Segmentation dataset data
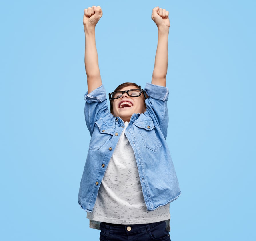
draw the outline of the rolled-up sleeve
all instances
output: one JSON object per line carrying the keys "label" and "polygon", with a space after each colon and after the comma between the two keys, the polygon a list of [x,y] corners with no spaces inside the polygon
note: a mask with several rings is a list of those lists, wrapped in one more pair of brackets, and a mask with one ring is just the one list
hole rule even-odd
{"label": "rolled-up sleeve", "polygon": [[148,98],[145,101],[147,109],[144,113],[151,117],[166,138],[169,121],[166,102],[169,90],[167,87],[149,83],[147,83],[144,90]]}
{"label": "rolled-up sleeve", "polygon": [[109,112],[106,91],[102,85],[90,94],[87,92],[84,97],[86,100],[84,106],[85,122],[91,136],[95,126],[95,122],[107,112]]}

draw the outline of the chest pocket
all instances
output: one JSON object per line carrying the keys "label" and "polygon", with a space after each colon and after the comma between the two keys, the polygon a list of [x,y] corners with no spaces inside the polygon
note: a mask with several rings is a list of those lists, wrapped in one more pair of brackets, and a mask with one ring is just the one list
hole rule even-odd
{"label": "chest pocket", "polygon": [[100,119],[95,123],[96,125],[89,144],[89,150],[98,150],[112,138],[115,132],[114,126],[110,126],[102,119]]}
{"label": "chest pocket", "polygon": [[162,146],[161,141],[156,134],[155,126],[152,120],[136,122],[134,124],[138,128],[145,147],[152,151],[156,151]]}

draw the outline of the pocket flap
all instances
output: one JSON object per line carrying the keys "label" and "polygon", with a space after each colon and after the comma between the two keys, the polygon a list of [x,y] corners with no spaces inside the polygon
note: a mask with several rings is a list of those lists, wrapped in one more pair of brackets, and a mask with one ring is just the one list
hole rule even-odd
{"label": "pocket flap", "polygon": [[[114,125],[114,122],[113,122]],[[100,118],[95,123],[99,128],[100,132],[101,133],[107,133],[114,135],[115,132],[115,127],[110,126],[103,119]]]}
{"label": "pocket flap", "polygon": [[137,127],[143,128],[148,131],[151,130],[155,128],[153,121],[151,119],[143,120],[142,121],[135,122],[133,124]]}

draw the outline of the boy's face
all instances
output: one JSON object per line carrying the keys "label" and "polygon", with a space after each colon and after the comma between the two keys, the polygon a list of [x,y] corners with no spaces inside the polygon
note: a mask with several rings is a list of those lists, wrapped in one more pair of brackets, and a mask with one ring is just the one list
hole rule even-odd
{"label": "boy's face", "polygon": [[[134,89],[137,88],[130,85],[120,90],[128,90]],[[124,122],[129,122],[133,114],[141,114],[146,110],[143,93],[138,97],[132,97],[129,96],[127,93],[125,93],[120,98],[114,100],[113,107],[114,116],[119,116]]]}

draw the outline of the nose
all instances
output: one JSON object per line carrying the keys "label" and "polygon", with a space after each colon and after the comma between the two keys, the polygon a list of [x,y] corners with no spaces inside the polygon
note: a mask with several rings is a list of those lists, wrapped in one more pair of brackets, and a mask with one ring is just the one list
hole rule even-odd
{"label": "nose", "polygon": [[121,97],[121,98],[123,99],[125,97],[126,97],[126,98],[129,98],[130,97],[127,93],[127,92],[125,92],[124,93],[123,95]]}

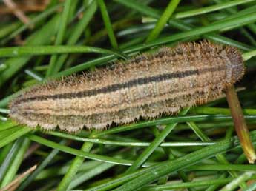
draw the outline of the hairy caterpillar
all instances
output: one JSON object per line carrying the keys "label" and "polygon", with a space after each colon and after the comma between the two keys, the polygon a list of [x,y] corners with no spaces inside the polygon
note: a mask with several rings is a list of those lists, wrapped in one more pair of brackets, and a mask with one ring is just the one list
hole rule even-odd
{"label": "hairy caterpillar", "polygon": [[22,92],[10,104],[19,123],[69,132],[102,130],[217,98],[243,76],[235,47],[207,41],[162,47],[111,67]]}

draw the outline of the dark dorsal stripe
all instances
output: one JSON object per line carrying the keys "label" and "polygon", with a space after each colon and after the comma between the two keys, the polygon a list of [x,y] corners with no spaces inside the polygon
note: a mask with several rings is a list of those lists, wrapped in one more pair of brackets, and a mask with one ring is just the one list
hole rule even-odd
{"label": "dark dorsal stripe", "polygon": [[128,88],[137,85],[147,84],[152,82],[160,82],[166,80],[170,80],[172,78],[183,78],[193,75],[199,75],[203,73],[206,72],[214,72],[214,71],[220,71],[225,70],[224,67],[218,68],[205,68],[201,70],[188,70],[183,72],[175,72],[171,73],[161,74],[155,76],[146,77],[146,78],[140,78],[137,79],[133,79],[129,81],[122,83],[122,84],[116,84],[113,85],[109,85],[99,89],[89,90],[80,92],[73,92],[73,93],[60,93],[56,95],[48,95],[48,96],[34,96],[32,98],[19,99],[16,101],[16,104],[19,104],[22,102],[27,102],[30,101],[43,101],[47,99],[69,99],[73,98],[85,98],[93,96],[96,96],[100,93],[108,93],[111,92],[115,92],[124,88]]}

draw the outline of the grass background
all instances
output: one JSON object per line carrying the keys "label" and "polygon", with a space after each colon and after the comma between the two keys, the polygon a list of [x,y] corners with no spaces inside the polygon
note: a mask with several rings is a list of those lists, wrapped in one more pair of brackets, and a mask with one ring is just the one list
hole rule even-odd
{"label": "grass background", "polygon": [[47,78],[209,39],[243,52],[246,73],[237,87],[255,144],[255,9],[252,0],[52,0],[27,13],[28,24],[2,17],[0,187],[37,164],[8,190],[255,190],[256,166],[243,153],[225,98],[177,116],[71,135],[16,124],[7,103]]}

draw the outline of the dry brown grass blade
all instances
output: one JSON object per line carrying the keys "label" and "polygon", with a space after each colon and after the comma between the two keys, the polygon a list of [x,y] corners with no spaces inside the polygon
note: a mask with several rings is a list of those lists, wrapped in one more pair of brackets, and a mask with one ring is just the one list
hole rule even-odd
{"label": "dry brown grass blade", "polygon": [[229,85],[227,87],[226,96],[232,115],[235,130],[243,152],[249,162],[253,164],[256,160],[256,154],[234,85]]}

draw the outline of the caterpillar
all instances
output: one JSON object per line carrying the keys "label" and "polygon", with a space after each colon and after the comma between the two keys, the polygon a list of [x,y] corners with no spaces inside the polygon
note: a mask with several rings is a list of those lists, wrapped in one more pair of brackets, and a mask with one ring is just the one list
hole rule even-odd
{"label": "caterpillar", "polygon": [[104,130],[218,98],[244,70],[233,47],[208,41],[164,47],[22,91],[10,103],[10,116],[45,130]]}

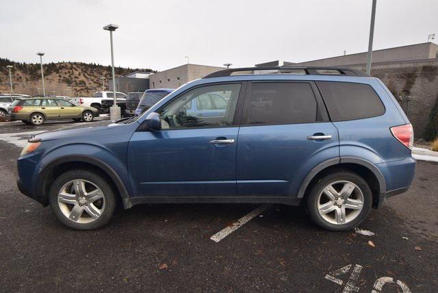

* **Your goal**
Turn the data above into a numbered list with one line per item, skipping blank lines and omitting the pictures.

* **Answer to this exercise**
1. draw the outline of the rolled-up sleeve
2. all instances
3. output: one JSON object per line carrying the keys "label" and "polygon", with a space after each colon and after the comma between the two keys, the polygon a list of [x,y] corners with no spaces inside the polygon
4. note: a mask with several rings is a list of those lists, wrapped in one more pair of brackets, and a mask with one ring is just the one list
5. hole rule even-odd
6. {"label": "rolled-up sleeve", "polygon": [[148,98],[145,101],[147,109],[144,113],[151,117],[166,138],[169,121],[166,102],[169,90],[167,87],[149,83],[147,83],[144,90]]}
7. {"label": "rolled-up sleeve", "polygon": [[109,112],[106,91],[102,85],[90,94],[87,92],[84,97],[86,100],[84,106],[85,122],[91,136],[95,126],[95,122],[107,112]]}
8. draw the outline of the chest pocket
9. all instances
10. output: one JSON object per line carrying the keys "label" and "polygon", with a space after each colon and after the comma between the two keys, the polygon a list of [x,y] corners with no spaces inside the polygon
11. note: a mask with several rings is a list of those lists, wrapped in one more pair of brackets, and a mask with one ring is just the one list
12. hole rule even-odd
13. {"label": "chest pocket", "polygon": [[100,119],[95,123],[96,125],[89,144],[89,150],[98,150],[112,138],[115,132],[114,126],[110,126],[102,119]]}
14. {"label": "chest pocket", "polygon": [[162,146],[161,141],[156,134],[155,126],[152,120],[136,122],[134,124],[138,128],[145,147],[152,151],[156,151]]}
15. draw the outline of the pocket flap
16. all instances
17. output: one JSON object per line carrying the keys "label" and "polygon", with a space after each colon and after the comma between the two keys, the polygon a list of [x,y] corners with no spaces inside the polygon
18. note: a mask with several rings is a list of those lists, wrapped in one more pair of brackets, and a mask with one ring is just the one list
19. hole rule even-odd
20. {"label": "pocket flap", "polygon": [[[114,125],[114,122],[113,122]],[[100,118],[95,123],[99,128],[100,132],[101,133],[107,133],[114,135],[115,132],[115,127],[110,126],[103,119]]]}
21. {"label": "pocket flap", "polygon": [[137,127],[143,128],[148,131],[151,130],[155,128],[153,121],[151,119],[143,120],[142,121],[135,122],[133,124]]}
22. draw the outline of the boy's face
23. all instances
24. output: one JSON object per line carrying the keys "label" and "polygon", with a space after each colon and after the comma between the two keys, the polygon a list of [x,y] corners with no spaces inside the polygon
25. note: a mask with several rings is a list of those lists, wrapped in one more pair of brackets, and a mask with one ring is just the one list
26. hole rule even-odd
27. {"label": "boy's face", "polygon": [[[134,89],[137,88],[130,85],[120,90],[128,90]],[[124,122],[129,122],[133,114],[141,114],[146,110],[143,93],[138,97],[132,97],[129,96],[127,93],[125,93],[120,98],[114,100],[113,107],[114,116],[119,116]]]}
28. draw the outline of the nose
29. all instances
30. output: one JSON object per line carrying the keys "label" and "polygon", with a space after each colon and after the comma between the two keys, the polygon a list of [x,y] corners with no spaces inside the polygon
31. note: a mask with several rings is a list of those lists, wrapped in one more pair of brackets, and a mask with one ring is just the one list
32. hole rule even-odd
33. {"label": "nose", "polygon": [[121,97],[121,98],[123,99],[125,97],[126,97],[126,98],[129,98],[130,97],[127,93],[127,92],[125,92],[124,93],[123,95]]}
34. draw the outline of the hairy caterpillar
35. all instances
36. output: one JSON object per line carrying the keys "label" and "polygon", with a space after each colon and after the comma between the two keys, the polygon a list of [x,y] corners with no spaces inside the polygon
37. note: a mask with several rings is a list of those lists, wrapped in one more pair of brackets, and a mask with one ring is just the one list
38. hole rule even-odd
39. {"label": "hairy caterpillar", "polygon": [[22,92],[10,104],[19,123],[69,132],[102,130],[217,98],[243,76],[235,47],[207,41],[162,47],[111,67]]}
40. draw the outline of the dark dorsal stripe
41. all instances
42. output: one JSON object per line carrying the keys "label" and "polygon", with a space after each colon and after the comma between the two keys, the polygon a list of [x,y] corners with no spaces inside the polygon
43. note: a mask with several rings is a list of those lists, wrapped in one more pair of brackets, and a mask with one ring is just the one list
44. hole rule even-odd
45. {"label": "dark dorsal stripe", "polygon": [[128,88],[137,85],[147,84],[152,82],[160,82],[166,80],[170,80],[172,78],[183,78],[193,75],[199,75],[203,73],[206,72],[214,72],[214,71],[220,71],[225,70],[224,67],[218,68],[205,68],[201,70],[188,70],[183,72],[175,72],[171,73],[161,74],[155,76],[146,77],[146,78],[140,78],[137,79],[133,79],[129,81],[122,83],[122,84],[116,84],[113,85],[109,85],[99,89],[89,90],[80,92],[73,92],[73,93],[60,93],[56,95],[48,95],[48,96],[34,96],[32,98],[19,99],[16,101],[16,104],[19,104],[22,102],[27,102],[30,101],[43,101],[47,99],[69,99],[73,98],[85,98],[93,96],[96,96],[100,93],[108,93],[111,92],[115,92],[124,88]]}
46. draw the outline of the grass background
47. all instances
48. output: one JSON object per line carrying the keys "label" and "polygon", with a space after each colon and after the comma between the two keys, the polygon a list of [x,y] corners with no spaces inside the polygon
49. note: a mask with several rings is a list of those lists, wrapped in one more pair of brackets, and a mask with one ring is just the one list
50. hole rule even-odd
51. {"label": "grass background", "polygon": [[47,78],[209,39],[243,52],[246,73],[237,87],[255,144],[255,9],[252,0],[52,0],[27,13],[28,24],[2,17],[0,187],[37,164],[8,190],[255,190],[256,166],[243,153],[225,98],[177,116],[71,135],[16,124],[7,103]]}
52. draw the outline of the dry brown grass blade
53. all instances
54. output: one JSON object per line carrying the keys "label" and "polygon", with a space after each colon and after the comma between the two keys, the polygon a list of [x,y] corners with no spaces inside the polygon
55. note: a mask with several rings is a list of those lists, wrapped in one more pair of brackets, and a mask with one ring is just the one list
56. hole rule even-odd
57. {"label": "dry brown grass blade", "polygon": [[229,85],[227,87],[226,96],[232,115],[235,130],[243,152],[249,162],[253,164],[256,160],[256,154],[234,85]]}
58. draw the outline of the caterpillar
59. all instances
60. output: one JSON object per line carrying the keys "label" and "polygon", with a space after each colon and after the comma between the two keys, the polygon a list of [x,y] corners with no spaces inside the polygon
61. note: a mask with several rings is a list of those lists, wrapped in one more pair of brackets, and a mask with one ring is just the one list
62. hole rule even-odd
63. {"label": "caterpillar", "polygon": [[104,130],[218,98],[244,70],[233,47],[208,41],[164,47],[22,91],[10,103],[10,116],[45,130]]}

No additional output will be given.